- SOURCE PASSAGE -
----
Joseph Wheeler Sewell (October 9, 1898 – March 6, 1990) was an American professional baseball infielder who played in Major League Baseball for the Cleveland Indians and New York Yankees from 1920 to 1933. He was elected to the Baseball Hall of Fame in 1977.

Sewell was a member of two World Series-winning teams. He holds the record for the lowest strikeout rate in major league history, striking out on average only once every 73 plate appearances, and the most consecutive games without a strikeout, at 115.

Career

Born in Titus, Alabama, Sewell lettered in college football at the University of Alabama in 1917, 1918, and 1919.  He led the school baseball team to four conference titles before joining the minor league New Orleans Pelicans in 1920, where he played a partial season before being called up to the "big league".

Sewell made his major league debut mid-season in 1920 with the World Series champion Cleveland Indians shortly after shortstop Ray Chapman was killed by a pitch from the Yankees’ Carl Mays in August and became the team's full-time shortstop the following year. An emerging star, Sewell batted .318 with 101 runs, 93 RBIs and a .412 on-base percentage in 1921.

Sewell's patience and daily work ethic became his hallmarks over the following decade and a half. Playing with Cleveland until 1930 and the New York Yankees from 1931 to 1933, Sewell batted .312 with 1,141 runs, 1,054 RBI, 436 doubles, 68 triples, 49 home runs, 842 bases on balls and a .391 on-base percentage. He regularly scored 90 or more runs a season and twice topped the 100 RBI plateau in 1923 and '24. He hit a career-high 11 home runs in 1932.
----
- MATERIAL SHOWN -
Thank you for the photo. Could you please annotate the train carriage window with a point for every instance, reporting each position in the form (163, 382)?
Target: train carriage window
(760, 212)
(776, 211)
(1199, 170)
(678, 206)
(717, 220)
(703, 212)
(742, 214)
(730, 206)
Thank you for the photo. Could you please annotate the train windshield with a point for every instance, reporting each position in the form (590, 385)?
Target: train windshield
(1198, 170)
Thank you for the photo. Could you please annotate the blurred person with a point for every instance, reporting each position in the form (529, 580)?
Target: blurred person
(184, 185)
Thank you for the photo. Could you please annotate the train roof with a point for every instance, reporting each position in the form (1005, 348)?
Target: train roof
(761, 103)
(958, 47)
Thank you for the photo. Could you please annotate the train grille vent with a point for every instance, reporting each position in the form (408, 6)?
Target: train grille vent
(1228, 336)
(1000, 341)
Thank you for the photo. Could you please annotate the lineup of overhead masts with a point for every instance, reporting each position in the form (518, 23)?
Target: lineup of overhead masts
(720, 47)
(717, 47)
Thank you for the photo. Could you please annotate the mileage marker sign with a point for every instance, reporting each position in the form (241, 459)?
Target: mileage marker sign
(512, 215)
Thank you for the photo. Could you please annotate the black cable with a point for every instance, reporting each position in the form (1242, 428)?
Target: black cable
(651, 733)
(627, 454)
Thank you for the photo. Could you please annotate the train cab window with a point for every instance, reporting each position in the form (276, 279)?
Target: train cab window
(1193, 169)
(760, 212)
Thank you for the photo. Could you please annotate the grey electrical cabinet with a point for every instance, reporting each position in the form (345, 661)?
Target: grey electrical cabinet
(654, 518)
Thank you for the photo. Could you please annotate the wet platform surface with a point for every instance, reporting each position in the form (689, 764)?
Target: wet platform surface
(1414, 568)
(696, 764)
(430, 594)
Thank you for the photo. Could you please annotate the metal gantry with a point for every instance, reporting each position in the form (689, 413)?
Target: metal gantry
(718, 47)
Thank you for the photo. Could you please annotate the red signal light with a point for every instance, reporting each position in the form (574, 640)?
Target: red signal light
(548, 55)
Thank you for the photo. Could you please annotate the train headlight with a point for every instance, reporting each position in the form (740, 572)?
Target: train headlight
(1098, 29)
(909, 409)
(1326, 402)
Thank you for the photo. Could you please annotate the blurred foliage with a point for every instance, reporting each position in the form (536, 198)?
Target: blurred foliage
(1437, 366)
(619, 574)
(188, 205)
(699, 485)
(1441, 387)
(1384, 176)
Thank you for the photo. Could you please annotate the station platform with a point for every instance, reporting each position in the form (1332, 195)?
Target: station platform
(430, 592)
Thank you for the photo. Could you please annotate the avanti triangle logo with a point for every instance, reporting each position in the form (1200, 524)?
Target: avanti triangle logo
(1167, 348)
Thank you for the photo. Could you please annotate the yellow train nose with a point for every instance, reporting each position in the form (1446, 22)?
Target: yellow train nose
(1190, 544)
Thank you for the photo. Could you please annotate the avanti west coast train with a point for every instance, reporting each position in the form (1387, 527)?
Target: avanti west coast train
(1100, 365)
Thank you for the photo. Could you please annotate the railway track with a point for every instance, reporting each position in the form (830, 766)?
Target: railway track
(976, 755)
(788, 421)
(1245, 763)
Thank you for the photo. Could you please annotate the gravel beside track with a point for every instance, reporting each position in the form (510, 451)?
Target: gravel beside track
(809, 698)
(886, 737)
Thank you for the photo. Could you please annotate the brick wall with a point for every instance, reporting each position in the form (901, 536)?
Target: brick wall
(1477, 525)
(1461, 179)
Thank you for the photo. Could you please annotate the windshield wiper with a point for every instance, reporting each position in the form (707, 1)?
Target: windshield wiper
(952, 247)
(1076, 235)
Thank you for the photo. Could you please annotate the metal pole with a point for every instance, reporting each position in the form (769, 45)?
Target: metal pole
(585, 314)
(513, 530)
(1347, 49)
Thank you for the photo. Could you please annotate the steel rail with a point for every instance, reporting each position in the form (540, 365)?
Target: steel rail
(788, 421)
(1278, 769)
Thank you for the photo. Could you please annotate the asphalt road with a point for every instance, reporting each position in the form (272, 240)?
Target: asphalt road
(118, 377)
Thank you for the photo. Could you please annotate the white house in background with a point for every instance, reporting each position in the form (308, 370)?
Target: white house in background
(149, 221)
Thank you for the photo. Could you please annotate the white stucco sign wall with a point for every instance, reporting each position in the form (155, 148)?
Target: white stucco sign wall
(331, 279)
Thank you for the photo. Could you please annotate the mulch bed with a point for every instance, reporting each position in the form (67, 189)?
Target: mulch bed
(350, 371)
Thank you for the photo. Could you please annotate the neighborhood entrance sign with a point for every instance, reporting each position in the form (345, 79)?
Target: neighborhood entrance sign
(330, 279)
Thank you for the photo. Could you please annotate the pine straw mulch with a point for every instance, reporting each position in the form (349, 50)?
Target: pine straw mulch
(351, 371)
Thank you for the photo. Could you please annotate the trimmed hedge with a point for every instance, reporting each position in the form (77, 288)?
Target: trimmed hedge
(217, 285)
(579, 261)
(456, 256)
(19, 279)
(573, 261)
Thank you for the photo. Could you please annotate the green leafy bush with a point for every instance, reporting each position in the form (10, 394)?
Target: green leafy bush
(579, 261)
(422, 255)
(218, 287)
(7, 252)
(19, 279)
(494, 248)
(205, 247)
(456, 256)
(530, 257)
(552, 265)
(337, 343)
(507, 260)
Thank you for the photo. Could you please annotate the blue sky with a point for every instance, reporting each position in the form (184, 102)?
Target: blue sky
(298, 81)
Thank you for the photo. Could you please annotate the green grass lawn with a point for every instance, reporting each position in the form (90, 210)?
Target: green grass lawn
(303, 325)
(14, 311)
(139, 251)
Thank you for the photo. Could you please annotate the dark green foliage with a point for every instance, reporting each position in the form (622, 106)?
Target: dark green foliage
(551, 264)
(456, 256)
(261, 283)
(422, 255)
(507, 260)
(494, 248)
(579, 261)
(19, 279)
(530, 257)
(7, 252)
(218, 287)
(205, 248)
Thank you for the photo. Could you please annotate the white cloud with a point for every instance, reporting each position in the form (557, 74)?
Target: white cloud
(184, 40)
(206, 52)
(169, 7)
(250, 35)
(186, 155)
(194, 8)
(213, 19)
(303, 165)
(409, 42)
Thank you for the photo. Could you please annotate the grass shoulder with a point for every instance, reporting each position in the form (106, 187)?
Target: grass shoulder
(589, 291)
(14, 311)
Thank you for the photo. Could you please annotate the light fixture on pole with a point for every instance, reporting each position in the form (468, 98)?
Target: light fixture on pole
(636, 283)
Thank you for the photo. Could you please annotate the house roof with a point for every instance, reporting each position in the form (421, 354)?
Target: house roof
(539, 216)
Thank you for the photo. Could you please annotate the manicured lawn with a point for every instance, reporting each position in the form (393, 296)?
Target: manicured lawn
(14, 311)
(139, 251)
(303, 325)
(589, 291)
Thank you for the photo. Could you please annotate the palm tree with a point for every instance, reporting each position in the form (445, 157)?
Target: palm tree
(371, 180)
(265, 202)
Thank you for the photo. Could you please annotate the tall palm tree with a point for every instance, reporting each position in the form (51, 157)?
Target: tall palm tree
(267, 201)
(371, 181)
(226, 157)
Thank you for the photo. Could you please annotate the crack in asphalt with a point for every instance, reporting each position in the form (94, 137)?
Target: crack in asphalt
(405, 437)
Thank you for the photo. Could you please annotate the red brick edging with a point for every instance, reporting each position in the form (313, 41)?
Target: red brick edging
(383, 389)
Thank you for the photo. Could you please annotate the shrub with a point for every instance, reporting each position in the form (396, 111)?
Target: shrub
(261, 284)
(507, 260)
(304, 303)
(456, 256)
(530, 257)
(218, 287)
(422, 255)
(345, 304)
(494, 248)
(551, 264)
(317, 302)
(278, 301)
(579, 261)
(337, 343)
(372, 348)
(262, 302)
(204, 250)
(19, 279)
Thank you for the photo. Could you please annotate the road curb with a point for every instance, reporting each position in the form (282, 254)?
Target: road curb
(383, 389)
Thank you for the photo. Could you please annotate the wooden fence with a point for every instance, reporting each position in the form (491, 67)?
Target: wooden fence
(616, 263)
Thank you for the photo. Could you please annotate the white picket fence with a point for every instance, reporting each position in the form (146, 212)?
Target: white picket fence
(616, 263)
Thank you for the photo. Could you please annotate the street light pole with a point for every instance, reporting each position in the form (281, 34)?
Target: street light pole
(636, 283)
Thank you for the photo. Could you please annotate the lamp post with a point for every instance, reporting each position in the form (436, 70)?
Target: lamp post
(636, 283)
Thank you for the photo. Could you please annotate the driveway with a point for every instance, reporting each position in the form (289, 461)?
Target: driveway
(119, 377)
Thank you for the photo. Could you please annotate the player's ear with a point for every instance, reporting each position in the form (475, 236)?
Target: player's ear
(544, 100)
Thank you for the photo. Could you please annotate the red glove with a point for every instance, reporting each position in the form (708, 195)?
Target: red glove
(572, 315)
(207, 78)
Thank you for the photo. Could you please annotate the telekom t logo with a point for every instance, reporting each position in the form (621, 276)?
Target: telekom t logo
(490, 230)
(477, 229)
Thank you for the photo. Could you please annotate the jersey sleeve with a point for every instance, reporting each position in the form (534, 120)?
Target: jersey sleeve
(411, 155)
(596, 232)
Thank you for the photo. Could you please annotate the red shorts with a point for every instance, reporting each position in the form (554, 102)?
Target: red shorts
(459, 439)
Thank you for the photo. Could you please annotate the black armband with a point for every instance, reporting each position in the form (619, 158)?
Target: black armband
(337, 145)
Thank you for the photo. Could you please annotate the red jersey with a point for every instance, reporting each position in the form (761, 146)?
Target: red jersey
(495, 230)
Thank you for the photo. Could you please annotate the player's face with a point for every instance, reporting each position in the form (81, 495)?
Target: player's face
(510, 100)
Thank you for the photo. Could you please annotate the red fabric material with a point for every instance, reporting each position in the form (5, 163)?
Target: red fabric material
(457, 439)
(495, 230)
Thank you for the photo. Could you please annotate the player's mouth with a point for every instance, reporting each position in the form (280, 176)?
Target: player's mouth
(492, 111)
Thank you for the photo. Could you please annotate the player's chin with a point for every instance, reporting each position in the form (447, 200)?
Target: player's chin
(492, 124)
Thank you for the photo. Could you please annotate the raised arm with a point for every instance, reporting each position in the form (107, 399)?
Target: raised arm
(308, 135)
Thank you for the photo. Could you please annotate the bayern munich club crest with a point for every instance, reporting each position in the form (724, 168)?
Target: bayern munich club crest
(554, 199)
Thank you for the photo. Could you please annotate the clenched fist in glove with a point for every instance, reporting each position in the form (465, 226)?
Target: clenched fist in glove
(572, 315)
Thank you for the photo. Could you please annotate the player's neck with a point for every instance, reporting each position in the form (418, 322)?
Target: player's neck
----
- WORK TO COMPLETE -
Set down the Joe Sewell passage word for word, beginning at the words "Sewell made his" and ending after "runs in 1932.". The lines aren't needed here.

- WRITTEN ANSWER -
Sewell made his major league debut mid-season in 1920 with the World Series champion Cleveland Indians shortly after shortstop Ray Chapman was killed by a pitch from the Yankees’ Carl Mays in August and became the team's full-time shortstop the following year. An emerging star, Sewell batted .318 with 101 runs, 93 RBIs and a .412 on-base percentage in 1921.

Sewell's patience and daily work ethic became his hallmarks over the following decade and a half. Playing with Cleveland until 1930 and the New York Yankees from 1931 to 1933, Sewell batted .312 with 1,141 runs, 1,054 RBI, 436 doubles, 68 triples, 49 home runs, 842 bases on balls and a .391 on-base percentage. He regularly scored 90 or more runs a season and twice topped the 100 RBI plateau in 1923 and '24. He hit a career-high 11 home runs in 1932.